Please output exactly the run of lines that starts at the line with "Could you please spot the water" and ends at the last line of the records below.

++++++

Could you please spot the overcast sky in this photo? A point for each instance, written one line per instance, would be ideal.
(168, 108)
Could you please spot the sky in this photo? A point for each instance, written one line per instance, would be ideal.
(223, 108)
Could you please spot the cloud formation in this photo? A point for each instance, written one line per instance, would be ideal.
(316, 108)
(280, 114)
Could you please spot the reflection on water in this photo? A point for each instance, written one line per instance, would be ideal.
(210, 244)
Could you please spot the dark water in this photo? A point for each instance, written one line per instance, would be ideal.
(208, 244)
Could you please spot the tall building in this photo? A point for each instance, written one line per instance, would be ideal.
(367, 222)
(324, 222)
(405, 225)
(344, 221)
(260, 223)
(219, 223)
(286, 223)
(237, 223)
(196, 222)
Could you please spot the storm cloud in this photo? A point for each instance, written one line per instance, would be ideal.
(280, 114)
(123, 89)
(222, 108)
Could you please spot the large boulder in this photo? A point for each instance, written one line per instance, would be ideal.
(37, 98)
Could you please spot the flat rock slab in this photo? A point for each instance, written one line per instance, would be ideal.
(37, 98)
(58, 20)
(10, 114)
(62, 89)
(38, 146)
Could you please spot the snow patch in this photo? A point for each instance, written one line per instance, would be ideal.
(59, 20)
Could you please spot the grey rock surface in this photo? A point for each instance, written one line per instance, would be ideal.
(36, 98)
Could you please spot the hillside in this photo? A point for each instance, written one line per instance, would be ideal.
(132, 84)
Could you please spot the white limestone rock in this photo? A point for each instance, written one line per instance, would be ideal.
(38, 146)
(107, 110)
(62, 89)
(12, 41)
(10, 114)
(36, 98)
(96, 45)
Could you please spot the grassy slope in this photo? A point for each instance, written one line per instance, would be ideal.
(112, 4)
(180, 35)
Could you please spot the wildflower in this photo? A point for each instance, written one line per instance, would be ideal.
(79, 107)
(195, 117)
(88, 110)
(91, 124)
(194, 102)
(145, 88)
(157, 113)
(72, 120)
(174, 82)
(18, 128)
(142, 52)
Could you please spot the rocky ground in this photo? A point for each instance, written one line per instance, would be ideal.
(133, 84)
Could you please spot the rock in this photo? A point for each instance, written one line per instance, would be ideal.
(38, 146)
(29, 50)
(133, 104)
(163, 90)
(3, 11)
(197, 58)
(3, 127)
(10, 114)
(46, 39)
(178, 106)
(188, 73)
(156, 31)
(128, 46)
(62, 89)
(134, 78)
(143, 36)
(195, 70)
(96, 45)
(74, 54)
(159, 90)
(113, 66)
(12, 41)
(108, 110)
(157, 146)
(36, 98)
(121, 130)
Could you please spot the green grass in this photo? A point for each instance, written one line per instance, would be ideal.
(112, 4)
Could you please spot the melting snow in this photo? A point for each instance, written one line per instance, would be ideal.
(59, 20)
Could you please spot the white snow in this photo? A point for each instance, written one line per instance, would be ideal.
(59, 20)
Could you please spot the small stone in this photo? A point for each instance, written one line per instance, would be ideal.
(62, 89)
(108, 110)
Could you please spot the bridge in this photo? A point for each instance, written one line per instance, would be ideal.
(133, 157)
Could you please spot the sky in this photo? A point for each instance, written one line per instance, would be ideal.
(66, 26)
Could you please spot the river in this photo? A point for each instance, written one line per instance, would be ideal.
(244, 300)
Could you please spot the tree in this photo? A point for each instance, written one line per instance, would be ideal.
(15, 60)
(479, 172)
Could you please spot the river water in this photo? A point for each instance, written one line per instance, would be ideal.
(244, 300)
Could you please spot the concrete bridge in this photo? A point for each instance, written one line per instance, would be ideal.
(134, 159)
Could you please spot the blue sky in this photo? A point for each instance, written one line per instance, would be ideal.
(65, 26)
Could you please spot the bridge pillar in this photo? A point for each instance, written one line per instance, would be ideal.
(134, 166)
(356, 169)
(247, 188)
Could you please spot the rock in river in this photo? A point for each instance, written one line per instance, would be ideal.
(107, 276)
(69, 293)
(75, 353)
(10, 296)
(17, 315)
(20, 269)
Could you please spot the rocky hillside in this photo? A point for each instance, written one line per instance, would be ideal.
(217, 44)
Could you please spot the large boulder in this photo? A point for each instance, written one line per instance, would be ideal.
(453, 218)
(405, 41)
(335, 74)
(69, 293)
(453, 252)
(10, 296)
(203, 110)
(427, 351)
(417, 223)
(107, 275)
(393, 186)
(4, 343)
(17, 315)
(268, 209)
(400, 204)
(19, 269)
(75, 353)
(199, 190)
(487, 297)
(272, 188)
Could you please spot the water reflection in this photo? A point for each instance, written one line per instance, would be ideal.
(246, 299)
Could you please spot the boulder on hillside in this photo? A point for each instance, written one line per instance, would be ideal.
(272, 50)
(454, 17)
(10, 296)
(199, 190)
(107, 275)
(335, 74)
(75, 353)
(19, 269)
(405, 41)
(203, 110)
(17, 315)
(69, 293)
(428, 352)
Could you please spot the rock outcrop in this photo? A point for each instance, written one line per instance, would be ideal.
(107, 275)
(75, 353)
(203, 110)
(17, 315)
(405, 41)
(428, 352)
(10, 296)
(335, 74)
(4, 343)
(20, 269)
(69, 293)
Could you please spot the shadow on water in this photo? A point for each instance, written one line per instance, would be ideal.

++++++

**EXERCISE ANSWER**
Could you please spot the water reflection in this photo? A point for each instance, written one line per instance, would be ideal.
(246, 299)
Could you please spot the boulder on hillside in this photo? A point for each instance, written one line per instance, would be ideal.
(272, 50)
(454, 17)
(10, 296)
(199, 190)
(107, 275)
(335, 74)
(75, 353)
(19, 269)
(405, 41)
(203, 110)
(17, 315)
(69, 293)
(428, 352)
Could you please spot the rock outcrop in this photo? A point for each instance, written one line per instance, would be ideal.
(107, 275)
(75, 353)
(203, 110)
(17, 315)
(405, 41)
(428, 352)
(10, 296)
(335, 74)
(4, 343)
(20, 269)
(69, 293)
Could you please spot the shadow on water in this photo? A point for each instance, written one line per instance, would be ideal.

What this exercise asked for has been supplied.